## PROBLEM DESCRIPTION
Once the line containing "Query: car wheel hub" is found in the entries below, restate it and each following line word for word, stopping after the line containing "Query: man wearing baseball cap".

## LISTED RECORDS
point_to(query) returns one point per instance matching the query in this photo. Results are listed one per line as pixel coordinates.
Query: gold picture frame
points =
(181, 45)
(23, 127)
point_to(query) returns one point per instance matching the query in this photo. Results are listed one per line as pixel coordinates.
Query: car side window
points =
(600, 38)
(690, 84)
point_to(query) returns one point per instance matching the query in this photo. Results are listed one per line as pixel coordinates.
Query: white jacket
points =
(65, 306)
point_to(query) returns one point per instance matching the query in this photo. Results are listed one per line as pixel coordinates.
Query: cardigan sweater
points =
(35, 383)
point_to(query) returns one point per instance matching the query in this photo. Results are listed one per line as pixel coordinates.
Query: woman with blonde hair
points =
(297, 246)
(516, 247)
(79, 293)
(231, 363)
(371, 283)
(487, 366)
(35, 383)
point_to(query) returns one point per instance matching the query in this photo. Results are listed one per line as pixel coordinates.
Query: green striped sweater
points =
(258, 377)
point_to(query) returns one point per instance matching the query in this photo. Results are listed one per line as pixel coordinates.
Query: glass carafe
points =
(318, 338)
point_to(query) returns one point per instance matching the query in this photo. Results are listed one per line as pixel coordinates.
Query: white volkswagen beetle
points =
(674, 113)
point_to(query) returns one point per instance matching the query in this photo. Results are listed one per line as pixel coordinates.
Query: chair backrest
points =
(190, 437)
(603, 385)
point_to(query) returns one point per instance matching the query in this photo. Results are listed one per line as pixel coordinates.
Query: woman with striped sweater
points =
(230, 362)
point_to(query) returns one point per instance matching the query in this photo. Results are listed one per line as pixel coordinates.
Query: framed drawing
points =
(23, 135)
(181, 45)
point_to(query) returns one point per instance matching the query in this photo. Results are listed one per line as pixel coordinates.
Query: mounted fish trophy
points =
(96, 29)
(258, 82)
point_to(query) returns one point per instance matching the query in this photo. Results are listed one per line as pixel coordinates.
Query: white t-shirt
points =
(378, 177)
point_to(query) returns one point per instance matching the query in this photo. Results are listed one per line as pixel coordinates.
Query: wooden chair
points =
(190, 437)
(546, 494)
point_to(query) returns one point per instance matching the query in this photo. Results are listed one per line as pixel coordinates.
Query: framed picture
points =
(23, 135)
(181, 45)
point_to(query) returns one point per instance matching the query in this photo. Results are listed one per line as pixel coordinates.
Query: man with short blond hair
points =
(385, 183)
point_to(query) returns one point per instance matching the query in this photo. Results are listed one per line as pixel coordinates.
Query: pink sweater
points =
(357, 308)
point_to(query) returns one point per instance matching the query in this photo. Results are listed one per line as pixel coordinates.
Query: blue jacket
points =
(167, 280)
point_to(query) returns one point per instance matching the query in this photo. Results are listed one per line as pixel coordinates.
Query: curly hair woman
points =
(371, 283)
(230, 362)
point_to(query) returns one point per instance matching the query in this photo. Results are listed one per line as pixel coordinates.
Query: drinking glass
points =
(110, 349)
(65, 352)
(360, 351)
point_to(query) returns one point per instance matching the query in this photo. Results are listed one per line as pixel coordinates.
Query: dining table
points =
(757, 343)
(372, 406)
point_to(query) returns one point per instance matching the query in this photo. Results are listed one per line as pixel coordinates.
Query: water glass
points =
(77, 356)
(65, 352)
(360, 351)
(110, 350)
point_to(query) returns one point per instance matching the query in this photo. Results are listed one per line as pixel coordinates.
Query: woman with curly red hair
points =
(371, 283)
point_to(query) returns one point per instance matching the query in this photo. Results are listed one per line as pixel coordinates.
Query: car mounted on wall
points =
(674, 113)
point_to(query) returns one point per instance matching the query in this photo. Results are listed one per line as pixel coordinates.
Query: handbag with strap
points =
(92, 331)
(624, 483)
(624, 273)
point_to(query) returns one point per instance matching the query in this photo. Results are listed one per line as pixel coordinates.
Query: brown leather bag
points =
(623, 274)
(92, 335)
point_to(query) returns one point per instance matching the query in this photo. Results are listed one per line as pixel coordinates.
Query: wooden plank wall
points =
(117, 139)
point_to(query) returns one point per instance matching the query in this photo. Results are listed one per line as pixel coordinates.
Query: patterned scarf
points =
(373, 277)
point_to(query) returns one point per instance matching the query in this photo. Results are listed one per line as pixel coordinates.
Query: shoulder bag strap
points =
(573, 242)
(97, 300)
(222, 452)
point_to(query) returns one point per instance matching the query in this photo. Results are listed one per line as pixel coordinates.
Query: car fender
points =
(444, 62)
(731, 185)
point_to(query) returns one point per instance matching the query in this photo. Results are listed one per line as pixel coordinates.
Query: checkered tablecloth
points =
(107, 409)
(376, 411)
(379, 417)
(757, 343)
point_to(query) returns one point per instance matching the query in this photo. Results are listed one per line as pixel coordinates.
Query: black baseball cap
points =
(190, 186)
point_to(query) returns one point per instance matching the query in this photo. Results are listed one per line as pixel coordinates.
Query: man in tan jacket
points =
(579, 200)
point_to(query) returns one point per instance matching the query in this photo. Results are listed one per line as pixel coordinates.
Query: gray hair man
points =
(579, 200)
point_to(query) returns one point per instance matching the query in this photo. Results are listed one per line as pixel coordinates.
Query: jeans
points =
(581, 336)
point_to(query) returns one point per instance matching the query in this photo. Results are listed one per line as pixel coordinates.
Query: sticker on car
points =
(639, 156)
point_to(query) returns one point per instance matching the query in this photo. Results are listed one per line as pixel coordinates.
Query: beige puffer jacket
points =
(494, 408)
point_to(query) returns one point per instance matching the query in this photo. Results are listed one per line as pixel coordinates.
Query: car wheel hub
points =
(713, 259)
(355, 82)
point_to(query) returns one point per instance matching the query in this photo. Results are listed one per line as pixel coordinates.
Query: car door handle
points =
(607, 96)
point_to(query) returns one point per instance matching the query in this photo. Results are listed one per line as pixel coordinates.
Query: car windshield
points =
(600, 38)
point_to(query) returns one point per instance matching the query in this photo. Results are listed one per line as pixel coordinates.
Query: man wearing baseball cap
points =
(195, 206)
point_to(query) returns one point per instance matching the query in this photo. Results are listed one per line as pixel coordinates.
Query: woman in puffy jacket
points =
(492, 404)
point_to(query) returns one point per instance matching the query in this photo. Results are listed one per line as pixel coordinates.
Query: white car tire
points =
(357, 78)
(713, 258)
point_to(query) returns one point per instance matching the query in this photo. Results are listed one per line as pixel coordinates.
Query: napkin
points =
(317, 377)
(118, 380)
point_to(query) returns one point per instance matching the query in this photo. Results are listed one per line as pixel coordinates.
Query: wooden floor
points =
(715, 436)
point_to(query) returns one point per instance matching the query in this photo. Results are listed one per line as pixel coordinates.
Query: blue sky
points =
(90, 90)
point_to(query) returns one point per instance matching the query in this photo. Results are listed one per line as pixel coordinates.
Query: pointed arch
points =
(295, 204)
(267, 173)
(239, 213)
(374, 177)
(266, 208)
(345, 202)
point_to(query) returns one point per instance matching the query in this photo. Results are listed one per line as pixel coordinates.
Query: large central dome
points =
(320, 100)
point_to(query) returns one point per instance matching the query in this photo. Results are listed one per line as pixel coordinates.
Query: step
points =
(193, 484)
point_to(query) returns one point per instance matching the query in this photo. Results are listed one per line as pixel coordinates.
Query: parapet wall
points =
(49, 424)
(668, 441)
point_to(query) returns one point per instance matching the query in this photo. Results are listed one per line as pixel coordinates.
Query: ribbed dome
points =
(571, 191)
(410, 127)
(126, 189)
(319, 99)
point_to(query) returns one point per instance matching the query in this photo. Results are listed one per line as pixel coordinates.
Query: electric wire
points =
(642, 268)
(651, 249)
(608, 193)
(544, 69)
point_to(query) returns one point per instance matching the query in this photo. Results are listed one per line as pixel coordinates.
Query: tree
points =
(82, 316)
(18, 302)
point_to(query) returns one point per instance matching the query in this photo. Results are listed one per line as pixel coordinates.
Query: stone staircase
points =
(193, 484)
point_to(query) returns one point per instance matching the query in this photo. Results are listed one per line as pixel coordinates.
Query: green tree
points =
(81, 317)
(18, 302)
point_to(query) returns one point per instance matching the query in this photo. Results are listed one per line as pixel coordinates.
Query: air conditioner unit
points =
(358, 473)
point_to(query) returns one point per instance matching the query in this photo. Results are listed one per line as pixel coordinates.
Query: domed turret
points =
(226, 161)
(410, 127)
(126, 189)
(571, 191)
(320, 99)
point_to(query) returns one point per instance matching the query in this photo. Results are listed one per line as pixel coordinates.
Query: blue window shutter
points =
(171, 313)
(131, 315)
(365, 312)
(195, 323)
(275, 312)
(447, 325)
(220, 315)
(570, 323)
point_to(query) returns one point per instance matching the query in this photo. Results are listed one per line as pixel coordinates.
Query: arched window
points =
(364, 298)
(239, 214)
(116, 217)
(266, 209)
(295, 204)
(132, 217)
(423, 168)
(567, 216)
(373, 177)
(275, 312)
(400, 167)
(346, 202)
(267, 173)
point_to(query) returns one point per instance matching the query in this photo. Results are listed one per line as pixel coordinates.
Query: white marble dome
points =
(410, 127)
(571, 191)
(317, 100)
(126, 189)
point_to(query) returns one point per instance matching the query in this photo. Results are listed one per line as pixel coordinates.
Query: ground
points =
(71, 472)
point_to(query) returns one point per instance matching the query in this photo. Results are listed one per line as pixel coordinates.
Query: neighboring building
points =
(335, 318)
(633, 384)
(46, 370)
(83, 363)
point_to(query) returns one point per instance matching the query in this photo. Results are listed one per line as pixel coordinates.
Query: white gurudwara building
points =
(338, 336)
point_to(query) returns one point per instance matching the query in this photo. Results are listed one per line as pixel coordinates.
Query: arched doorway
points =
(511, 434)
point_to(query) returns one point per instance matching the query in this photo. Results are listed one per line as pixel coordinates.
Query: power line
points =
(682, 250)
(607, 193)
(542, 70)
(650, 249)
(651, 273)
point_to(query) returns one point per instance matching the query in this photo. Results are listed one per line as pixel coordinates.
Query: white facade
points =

==

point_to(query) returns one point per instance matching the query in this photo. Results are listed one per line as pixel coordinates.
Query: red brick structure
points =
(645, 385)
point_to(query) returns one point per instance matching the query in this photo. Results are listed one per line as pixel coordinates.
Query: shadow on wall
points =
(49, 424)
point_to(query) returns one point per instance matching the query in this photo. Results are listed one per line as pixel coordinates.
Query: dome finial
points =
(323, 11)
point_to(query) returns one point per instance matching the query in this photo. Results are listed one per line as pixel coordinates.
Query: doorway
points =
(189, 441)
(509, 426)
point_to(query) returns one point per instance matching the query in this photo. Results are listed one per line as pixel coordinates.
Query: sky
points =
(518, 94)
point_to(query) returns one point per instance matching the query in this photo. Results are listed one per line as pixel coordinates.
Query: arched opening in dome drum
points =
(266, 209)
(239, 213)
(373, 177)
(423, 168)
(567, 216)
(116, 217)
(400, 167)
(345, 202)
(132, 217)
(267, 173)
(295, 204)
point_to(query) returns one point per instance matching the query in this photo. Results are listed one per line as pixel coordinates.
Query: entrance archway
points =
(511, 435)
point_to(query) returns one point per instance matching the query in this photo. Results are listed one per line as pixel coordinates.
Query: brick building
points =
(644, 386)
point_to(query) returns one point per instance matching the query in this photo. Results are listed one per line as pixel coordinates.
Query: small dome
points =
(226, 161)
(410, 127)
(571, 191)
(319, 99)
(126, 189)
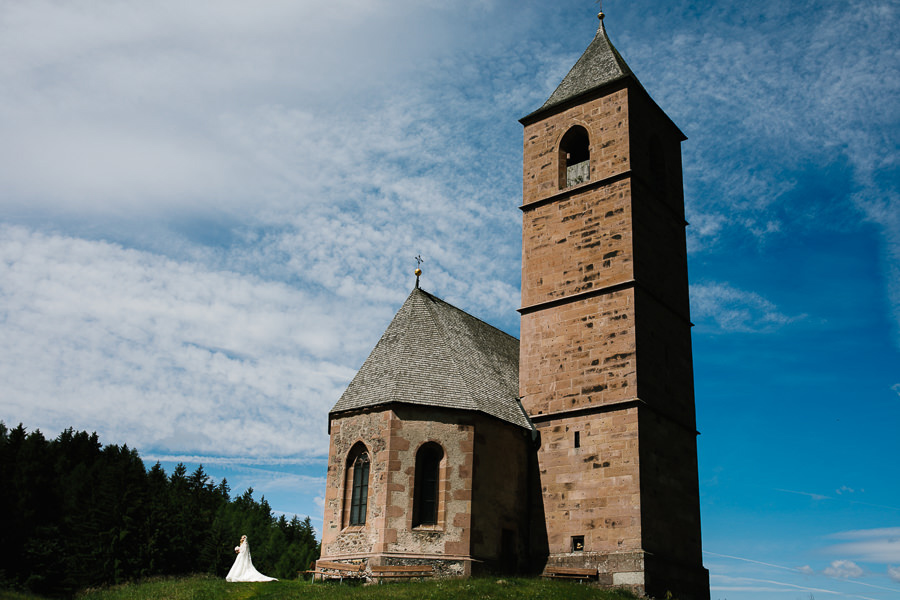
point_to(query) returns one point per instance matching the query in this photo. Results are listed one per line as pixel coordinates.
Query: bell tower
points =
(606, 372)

--

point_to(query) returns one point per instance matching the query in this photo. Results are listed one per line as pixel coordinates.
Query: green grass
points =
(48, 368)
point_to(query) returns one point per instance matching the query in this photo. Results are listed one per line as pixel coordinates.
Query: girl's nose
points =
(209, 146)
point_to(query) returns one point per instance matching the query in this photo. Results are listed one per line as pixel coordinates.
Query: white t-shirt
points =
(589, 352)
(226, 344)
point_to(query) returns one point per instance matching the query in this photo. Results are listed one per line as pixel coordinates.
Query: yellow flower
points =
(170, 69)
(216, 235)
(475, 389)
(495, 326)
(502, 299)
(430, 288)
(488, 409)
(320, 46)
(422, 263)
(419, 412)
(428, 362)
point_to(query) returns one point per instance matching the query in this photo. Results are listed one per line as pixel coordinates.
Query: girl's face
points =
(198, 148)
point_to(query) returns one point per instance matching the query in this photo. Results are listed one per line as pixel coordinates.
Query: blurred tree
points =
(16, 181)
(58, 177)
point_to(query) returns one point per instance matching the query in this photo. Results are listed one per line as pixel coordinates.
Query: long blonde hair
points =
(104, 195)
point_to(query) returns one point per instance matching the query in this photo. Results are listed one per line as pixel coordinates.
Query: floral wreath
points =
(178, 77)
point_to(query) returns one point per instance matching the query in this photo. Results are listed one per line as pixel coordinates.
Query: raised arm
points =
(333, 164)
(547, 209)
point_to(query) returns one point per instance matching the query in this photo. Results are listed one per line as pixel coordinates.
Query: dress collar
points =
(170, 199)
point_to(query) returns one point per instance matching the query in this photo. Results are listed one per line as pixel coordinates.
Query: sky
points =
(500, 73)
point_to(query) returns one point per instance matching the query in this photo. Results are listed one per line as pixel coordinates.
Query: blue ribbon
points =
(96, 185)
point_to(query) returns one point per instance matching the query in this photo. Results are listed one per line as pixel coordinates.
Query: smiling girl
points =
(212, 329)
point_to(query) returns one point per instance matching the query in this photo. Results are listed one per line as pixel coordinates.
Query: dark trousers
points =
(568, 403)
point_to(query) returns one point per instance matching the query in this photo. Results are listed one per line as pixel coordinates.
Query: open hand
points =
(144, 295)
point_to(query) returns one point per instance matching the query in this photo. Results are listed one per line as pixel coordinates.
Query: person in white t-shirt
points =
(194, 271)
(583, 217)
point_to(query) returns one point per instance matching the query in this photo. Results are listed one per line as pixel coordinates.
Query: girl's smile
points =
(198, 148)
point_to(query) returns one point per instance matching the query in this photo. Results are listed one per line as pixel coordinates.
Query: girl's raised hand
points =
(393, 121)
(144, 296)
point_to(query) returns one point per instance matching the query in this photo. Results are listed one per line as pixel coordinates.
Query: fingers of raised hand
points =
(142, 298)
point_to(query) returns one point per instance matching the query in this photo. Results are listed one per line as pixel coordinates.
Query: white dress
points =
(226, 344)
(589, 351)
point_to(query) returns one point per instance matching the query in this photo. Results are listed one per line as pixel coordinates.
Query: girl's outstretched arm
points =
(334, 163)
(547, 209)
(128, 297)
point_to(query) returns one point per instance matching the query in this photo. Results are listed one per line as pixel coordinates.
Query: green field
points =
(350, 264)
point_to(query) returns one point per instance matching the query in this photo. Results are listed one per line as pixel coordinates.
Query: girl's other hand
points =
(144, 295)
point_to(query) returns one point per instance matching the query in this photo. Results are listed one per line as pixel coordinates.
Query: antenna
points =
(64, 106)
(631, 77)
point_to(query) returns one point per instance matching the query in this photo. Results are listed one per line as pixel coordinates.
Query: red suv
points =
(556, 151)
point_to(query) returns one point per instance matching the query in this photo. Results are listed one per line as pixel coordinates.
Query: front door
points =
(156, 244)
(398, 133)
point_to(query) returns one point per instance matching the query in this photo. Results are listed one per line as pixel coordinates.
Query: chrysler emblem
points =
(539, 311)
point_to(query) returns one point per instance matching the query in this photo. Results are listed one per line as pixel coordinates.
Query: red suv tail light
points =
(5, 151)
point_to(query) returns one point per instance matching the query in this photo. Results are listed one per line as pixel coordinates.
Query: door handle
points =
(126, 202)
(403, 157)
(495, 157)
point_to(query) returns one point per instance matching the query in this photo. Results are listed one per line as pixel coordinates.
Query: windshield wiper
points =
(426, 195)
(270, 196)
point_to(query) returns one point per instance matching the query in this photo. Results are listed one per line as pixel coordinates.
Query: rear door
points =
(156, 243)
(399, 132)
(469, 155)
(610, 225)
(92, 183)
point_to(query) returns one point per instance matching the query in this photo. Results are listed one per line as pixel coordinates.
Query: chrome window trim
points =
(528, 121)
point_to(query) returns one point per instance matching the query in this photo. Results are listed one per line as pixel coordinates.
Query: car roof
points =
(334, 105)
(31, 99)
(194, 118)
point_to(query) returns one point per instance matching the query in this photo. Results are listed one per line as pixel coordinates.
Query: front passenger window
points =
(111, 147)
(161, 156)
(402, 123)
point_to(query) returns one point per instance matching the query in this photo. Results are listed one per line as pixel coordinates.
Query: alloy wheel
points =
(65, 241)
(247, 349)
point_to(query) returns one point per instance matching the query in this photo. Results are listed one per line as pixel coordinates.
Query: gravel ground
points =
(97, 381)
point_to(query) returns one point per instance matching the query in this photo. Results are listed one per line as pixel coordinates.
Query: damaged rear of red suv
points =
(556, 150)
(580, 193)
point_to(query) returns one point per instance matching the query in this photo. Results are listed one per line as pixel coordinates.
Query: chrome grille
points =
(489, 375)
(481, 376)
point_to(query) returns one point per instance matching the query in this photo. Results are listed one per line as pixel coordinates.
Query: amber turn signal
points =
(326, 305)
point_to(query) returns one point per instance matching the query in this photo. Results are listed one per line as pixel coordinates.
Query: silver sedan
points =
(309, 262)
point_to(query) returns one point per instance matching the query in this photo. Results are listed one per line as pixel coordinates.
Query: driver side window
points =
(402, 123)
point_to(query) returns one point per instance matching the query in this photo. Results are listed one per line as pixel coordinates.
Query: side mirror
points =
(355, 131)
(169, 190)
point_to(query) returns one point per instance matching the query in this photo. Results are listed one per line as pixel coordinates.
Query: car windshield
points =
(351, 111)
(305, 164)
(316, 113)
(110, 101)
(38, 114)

## RESULT
Query: car wheel hub
points =
(713, 259)
(355, 82)
point_to(query) returns one point per instance matching the query in this photo. Results are listed one per line as pixel coordinates.
Query: car door handle
points =
(607, 96)
point_to(query) returns one point per instance matching the query in this photo. Results are listed one per line as pixel coordinates.
Query: car windshield
points =
(600, 38)
point_to(query) returns one point per instance matching the query in this photo. Results are listed one per line as pixel coordinates.
Query: man wearing baseball cap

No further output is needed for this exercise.